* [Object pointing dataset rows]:
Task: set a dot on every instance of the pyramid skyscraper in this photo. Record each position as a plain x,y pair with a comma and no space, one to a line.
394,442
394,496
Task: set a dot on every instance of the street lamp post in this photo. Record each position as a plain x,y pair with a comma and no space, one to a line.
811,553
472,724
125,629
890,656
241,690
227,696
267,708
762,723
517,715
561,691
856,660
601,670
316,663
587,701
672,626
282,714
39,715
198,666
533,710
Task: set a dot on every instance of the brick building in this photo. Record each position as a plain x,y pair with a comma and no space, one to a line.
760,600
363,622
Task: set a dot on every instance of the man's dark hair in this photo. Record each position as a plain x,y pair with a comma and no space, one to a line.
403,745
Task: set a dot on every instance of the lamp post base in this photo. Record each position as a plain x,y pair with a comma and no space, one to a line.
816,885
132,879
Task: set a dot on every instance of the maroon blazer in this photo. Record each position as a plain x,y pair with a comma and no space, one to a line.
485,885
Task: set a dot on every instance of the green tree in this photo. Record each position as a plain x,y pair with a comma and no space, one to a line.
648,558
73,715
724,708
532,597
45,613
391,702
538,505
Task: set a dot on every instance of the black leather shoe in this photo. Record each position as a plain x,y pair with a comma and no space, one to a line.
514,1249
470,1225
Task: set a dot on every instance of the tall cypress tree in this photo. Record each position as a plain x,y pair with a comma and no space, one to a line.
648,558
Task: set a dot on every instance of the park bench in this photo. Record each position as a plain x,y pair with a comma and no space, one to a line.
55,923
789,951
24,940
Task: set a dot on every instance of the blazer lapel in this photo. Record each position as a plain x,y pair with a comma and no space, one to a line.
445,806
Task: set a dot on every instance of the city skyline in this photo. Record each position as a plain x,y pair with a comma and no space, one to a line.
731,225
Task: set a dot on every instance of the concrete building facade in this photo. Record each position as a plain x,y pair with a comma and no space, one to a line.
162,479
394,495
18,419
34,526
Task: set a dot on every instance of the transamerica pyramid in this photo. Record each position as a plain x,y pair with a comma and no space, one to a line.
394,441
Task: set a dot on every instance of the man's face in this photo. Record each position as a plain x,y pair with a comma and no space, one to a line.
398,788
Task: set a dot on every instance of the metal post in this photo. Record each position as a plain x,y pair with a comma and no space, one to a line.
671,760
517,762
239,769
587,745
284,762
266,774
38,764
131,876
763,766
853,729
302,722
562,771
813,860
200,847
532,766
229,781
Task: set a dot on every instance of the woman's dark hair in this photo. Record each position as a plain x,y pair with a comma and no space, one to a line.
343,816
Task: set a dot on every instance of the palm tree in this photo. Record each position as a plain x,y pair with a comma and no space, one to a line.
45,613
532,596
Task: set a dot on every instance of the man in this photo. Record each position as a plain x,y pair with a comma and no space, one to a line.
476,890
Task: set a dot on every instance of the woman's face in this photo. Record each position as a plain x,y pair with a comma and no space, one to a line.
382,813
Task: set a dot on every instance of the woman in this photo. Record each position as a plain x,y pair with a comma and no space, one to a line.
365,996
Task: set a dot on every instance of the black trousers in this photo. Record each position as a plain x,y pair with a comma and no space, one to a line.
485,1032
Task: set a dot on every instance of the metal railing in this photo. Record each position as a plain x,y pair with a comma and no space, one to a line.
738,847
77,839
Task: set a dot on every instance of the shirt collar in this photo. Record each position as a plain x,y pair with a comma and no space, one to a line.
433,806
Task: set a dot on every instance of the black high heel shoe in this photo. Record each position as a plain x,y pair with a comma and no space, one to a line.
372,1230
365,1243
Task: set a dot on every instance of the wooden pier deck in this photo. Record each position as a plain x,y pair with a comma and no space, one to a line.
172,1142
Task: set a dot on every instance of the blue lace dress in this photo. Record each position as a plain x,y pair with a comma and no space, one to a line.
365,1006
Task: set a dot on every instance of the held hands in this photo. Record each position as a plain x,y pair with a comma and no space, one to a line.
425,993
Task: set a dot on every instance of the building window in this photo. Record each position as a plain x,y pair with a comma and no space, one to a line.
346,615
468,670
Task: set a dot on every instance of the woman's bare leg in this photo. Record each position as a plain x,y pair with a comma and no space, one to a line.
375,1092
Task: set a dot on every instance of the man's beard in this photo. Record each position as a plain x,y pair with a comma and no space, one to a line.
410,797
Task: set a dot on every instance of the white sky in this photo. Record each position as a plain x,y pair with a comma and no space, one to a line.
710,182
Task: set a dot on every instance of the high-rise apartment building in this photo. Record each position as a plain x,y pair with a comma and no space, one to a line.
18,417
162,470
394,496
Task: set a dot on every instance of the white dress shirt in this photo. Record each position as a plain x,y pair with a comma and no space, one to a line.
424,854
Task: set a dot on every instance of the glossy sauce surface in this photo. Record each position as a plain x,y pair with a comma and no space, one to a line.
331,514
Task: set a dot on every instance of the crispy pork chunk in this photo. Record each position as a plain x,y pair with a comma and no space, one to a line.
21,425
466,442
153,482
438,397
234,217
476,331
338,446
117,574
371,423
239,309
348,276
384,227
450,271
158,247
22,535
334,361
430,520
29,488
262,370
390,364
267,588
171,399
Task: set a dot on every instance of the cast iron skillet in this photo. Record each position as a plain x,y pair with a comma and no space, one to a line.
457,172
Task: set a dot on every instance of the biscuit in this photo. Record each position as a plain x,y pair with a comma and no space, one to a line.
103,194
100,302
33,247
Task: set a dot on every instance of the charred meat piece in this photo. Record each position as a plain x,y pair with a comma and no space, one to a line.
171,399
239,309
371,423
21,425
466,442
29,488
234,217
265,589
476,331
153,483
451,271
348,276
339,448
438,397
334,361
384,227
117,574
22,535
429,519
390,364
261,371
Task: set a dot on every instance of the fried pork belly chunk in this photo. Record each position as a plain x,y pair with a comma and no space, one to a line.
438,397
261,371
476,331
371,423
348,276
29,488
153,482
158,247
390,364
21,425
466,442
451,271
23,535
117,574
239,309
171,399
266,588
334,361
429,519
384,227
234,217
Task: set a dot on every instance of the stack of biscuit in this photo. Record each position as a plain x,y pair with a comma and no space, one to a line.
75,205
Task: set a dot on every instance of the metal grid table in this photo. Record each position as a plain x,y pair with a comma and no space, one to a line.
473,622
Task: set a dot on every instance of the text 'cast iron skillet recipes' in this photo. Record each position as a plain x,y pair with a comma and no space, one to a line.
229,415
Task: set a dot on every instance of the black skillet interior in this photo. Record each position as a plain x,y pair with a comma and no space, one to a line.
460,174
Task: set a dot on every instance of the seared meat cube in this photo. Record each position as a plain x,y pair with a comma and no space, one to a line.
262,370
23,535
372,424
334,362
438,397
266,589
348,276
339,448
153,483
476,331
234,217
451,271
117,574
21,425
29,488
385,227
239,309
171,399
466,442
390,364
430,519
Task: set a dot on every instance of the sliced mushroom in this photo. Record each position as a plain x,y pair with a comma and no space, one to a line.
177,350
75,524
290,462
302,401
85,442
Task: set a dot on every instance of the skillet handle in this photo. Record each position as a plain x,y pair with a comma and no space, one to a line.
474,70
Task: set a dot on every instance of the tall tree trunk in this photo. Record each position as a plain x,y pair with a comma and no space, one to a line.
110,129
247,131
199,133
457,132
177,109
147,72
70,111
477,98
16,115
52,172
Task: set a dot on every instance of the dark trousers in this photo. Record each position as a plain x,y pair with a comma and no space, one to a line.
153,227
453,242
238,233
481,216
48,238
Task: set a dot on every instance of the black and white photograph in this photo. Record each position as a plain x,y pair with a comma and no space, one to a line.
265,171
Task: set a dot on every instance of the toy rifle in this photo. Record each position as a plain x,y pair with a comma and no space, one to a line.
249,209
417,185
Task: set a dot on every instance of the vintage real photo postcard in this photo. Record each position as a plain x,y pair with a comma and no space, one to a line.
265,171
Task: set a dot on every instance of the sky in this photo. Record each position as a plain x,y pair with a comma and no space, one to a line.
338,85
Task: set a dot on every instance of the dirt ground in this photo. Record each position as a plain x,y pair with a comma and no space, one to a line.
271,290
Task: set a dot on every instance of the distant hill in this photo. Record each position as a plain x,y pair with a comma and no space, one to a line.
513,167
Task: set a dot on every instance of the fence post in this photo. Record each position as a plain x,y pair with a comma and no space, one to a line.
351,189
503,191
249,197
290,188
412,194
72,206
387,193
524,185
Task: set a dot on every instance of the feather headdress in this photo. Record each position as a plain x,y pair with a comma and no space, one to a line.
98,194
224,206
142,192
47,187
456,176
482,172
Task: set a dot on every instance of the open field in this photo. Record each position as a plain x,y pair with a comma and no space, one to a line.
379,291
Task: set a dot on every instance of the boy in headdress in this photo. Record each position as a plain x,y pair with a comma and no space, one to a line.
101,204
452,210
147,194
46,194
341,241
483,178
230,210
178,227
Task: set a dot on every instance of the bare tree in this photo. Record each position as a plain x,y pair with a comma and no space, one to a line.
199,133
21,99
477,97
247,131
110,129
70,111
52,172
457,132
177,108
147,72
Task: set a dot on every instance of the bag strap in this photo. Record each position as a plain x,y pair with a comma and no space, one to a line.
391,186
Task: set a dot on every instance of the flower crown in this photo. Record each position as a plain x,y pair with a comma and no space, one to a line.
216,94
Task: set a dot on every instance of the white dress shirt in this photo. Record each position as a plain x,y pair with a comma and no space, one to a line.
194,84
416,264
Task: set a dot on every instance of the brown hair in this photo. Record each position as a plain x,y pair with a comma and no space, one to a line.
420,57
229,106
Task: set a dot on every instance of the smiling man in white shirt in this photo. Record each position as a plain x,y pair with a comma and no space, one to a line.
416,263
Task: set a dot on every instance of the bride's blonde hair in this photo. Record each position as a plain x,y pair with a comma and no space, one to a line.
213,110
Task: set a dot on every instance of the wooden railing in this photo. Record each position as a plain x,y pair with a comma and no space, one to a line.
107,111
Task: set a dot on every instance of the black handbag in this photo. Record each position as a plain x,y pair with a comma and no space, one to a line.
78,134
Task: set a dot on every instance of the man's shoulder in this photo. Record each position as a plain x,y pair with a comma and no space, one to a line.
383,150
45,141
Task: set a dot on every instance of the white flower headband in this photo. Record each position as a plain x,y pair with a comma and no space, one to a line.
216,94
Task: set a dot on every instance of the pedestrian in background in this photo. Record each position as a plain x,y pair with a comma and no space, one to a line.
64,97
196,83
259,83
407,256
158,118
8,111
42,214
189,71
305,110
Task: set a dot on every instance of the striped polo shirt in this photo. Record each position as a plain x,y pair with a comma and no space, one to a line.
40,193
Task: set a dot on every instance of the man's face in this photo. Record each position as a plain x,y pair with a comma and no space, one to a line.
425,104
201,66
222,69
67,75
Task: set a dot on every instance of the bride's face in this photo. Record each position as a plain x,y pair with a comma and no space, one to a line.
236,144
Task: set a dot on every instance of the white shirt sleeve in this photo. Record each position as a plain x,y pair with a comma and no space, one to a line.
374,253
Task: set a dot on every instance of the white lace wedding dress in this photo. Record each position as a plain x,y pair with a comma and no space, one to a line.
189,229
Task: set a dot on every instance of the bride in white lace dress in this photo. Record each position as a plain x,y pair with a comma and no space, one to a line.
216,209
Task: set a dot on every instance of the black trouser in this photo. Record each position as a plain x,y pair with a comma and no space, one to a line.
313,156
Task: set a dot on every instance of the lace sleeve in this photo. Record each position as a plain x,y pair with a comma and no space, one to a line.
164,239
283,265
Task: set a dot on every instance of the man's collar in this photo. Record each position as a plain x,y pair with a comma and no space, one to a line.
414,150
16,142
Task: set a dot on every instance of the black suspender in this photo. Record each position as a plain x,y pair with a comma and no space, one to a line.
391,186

* [Aim of the exercise]: Go back to the data above and please quote exactly, and only, the lines from the line with "Task: set a dot on every instance of the bride's face" through its last line.

* [Solved exercise]:
Task: set a dot on every instance of the bride's face in this photo. Record each position as a plain x,y pair with a comma and no space, one to a line.
236,144
Task: set a dot on every instance of the white shirt sleeve in this photo. Record each position as a plain x,y pair with a comma and no space, one to a line.
374,253
Task: set a dot on every instance of the white lace wedding dress in this photo. Record each position as a plain x,y pair with a comma and no space, one to a line.
189,229
Task: set a dot on every instance of the bride in white lace dress in this photo. Record each position as a plain x,y pair with a comma and no space, one to a line.
216,209
Task: set a dot on every instance of the black trouser in this photo. Record each position as a plain x,y pair with a comma and no space, one to a line.
313,156
Task: set a dot on every instance of the lace sleeve in this photo. Record each position as a plain x,y pair with a comma and no space, one to a line.
164,239
283,265
Task: set a dot on every instance of the man's collar in this photo. Record each position as a plain x,y pair with a comma and no space, one to a line.
414,150
16,142
Task: set a dot on every instance of the black suspender in this photo. Record each position as a plain x,y pair with a comma and no space, one to a line.
391,186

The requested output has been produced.